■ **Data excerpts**
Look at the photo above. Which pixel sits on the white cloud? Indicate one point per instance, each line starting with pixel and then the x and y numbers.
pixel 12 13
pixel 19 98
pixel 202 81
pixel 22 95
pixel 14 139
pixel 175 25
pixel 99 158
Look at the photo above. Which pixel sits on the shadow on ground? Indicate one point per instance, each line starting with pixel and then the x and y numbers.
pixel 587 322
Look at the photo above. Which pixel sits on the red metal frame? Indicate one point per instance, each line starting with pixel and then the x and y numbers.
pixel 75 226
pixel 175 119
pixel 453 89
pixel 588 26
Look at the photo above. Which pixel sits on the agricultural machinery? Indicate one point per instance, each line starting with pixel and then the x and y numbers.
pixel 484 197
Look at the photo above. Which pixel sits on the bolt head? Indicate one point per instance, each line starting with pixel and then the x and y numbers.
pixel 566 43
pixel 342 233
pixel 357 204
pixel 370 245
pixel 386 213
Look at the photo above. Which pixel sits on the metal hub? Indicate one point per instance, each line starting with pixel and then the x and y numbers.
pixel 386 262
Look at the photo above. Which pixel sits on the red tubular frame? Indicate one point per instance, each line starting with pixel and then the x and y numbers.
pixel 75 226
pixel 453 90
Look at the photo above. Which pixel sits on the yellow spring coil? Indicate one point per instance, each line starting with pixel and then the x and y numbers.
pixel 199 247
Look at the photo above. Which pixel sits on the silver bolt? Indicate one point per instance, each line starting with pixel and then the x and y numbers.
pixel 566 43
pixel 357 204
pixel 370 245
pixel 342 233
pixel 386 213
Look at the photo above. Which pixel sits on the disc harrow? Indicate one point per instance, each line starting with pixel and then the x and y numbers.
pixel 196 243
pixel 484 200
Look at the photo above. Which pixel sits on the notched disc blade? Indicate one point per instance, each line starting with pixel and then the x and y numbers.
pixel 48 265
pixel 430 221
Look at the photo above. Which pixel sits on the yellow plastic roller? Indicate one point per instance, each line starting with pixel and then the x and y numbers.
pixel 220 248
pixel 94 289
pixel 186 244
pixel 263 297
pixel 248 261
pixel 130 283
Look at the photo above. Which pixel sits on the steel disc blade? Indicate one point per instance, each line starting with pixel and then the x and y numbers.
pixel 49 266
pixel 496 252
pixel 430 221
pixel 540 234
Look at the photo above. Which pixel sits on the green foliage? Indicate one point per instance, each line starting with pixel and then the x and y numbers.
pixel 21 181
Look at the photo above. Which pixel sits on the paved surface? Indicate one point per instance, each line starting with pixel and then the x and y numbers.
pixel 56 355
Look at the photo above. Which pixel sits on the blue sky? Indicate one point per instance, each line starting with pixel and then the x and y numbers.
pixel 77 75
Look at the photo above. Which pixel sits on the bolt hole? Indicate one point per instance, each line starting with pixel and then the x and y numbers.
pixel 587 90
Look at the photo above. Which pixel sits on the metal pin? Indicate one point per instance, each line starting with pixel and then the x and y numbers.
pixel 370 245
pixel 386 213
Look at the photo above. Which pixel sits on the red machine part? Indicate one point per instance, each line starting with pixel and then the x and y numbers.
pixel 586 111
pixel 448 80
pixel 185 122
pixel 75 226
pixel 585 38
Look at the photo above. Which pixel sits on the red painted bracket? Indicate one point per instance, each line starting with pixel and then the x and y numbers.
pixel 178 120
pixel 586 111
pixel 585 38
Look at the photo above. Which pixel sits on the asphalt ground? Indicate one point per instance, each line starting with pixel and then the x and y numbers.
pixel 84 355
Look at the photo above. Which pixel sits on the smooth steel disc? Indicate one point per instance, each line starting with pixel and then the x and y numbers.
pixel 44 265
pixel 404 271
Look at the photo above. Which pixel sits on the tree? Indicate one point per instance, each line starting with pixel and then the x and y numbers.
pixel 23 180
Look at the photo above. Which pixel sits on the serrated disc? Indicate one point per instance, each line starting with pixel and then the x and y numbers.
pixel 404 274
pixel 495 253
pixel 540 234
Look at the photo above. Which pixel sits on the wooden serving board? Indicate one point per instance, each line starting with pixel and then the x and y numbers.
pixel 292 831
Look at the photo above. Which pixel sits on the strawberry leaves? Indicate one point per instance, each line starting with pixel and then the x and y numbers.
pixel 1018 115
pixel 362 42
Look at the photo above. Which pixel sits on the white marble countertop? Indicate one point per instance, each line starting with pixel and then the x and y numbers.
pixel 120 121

■ **Task to carry out**
Give back every line above, unchanged.

■ **Solution to this problem**
Look at the photo above. Which pixel sits on the white cloud? Indicate one point per instance, each line starting with pixel and then the x and y numbers.
pixel 12 13
pixel 19 98
pixel 202 81
pixel 22 95
pixel 14 139
pixel 175 25
pixel 99 158
Look at the photo above. Which pixel sits on the shadow on ground? Indicate one point per instance, each line starting with pixel and then the x and y numbers.
pixel 587 322
Look at the photo above. Which pixel sits on the red metal frame? Indicate one point per instance, each line starting with pixel and then the x and y numbers.
pixel 75 226
pixel 175 119
pixel 453 89
pixel 588 26
Look at the photo above. Which pixel sits on the agricultural machinery? Indicate one point per instance, each line starting with pixel and then the x and y numbers.
pixel 484 197
Look at the photo above. Which pixel sits on the bolt head? Indicate one point per instance, each line starting with pixel and then the x and y numbers.
pixel 566 43
pixel 342 233
pixel 357 204
pixel 370 245
pixel 386 213
Look at the photo above. Which pixel sits on the metal hub? Indicate one point per instance, each line starting with pixel and then the x and y numbers.
pixel 386 262
Look at the photo above. Which pixel sits on the red tubular frame? Indicate one point per instance, each line starting with pixel and then the x and y numbers.
pixel 75 226
pixel 453 90
Look at the photo above. Which pixel sits on the yellow spring coil? Indicate one point per instance, each line starting with pixel and then the x and y numbers.
pixel 199 247
Look at the photo above. Which pixel sits on the silver bolt? Indicate one point per instance, each line starting with pixel and then the x and y numbers.
pixel 566 43
pixel 357 204
pixel 370 245
pixel 342 233
pixel 386 213
Look at the photo above. Which pixel sits on the disc harrow? Indicate one point per instance, each line starting with pixel and then the x and y numbers.
pixel 196 243
pixel 484 200
Look at the photo above. Which pixel sits on the notched disc blade? Indicate one point per instance, each line starting with pixel and then the x and y numbers.
pixel 48 265
pixel 430 221
Look at the photo above. Which pixel sits on the yellow plastic roller? Indicate one point per instance, each line starting with pixel and then the x and y numbers.
pixel 220 248
pixel 94 289
pixel 186 244
pixel 263 297
pixel 248 261
pixel 130 283
Look at the photo above. Which pixel sits on the steel disc blade? Indicate one point per instance, each line starting with pixel and then the x and y numbers.
pixel 49 266
pixel 496 252
pixel 430 221
pixel 540 234
Look at the photo above. Which pixel sits on the green foliage? Indicate one point per instance, each line starting with pixel and then the x and y numbers.
pixel 21 181
Look at the photo above. Which pixel sits on the paved surface? Indicate one point per instance, each line starting with pixel and then the x and y numbers.
pixel 56 355
Look at the photo above. Which pixel sits on the blue sky? Indicate one point per instance, each line starting with pixel and then the x and y numbers.
pixel 77 75
Look at the photo above. Which pixel sits on the bolt hole? Indicate one point per instance, each line starting with pixel and then the x and y numbers.
pixel 587 90
Look at the photo above. Which pixel sits on the metal pin? Indicate one point per instance, each line starting with pixel and then the x and y numbers.
pixel 370 245
pixel 386 213
Look at the photo above. Which pixel sits on the red machine part? Indicate one point per instance, each line starting with pixel and then the x and y numbers.
pixel 586 111
pixel 448 80
pixel 185 122
pixel 75 226
pixel 585 38
Look at the photo above. Which pixel sits on the red painted bracket? Indicate one point per instance, each line starting with pixel and then the x and y numbers.
pixel 178 120
pixel 586 111
pixel 585 38
Look at the photo above. Which pixel sits on the asphalt ground? Indicate one point per instance, each line starting with pixel and then the x and y numbers.
pixel 84 355
Look at the photo above. Which pixel sits on the smooth steel disc? Indicate one point per instance, each line starting with pixel and then the x and y numbers.
pixel 44 265
pixel 404 271
Look at the photo above. Which pixel sits on the tree? Indicate one point per instance, each line starting with pixel and then the x and y numbers.
pixel 23 180
Look at the photo above. Which pixel sits on the serrated disc? Indicate one point per instance, each line starting with pixel and then the x and y numbers.
pixel 404 274
pixel 495 253
pixel 540 234
Look at the photo above. Which pixel sits on the wooden serving board? Indicate one point per instance, each line starting with pixel and then the x and y numbers.
pixel 292 831
Look at the photo above. Which pixel sits on the strawberry leaves? Indicate one point per instance, each line starting with pixel and then the x and y numbers.
pixel 1018 115
pixel 362 42
Look at the photo above. Which pixel sits on the white marble countertop? Indicate one point per instance, each line starting with pixel and then the x and y numbers.
pixel 120 121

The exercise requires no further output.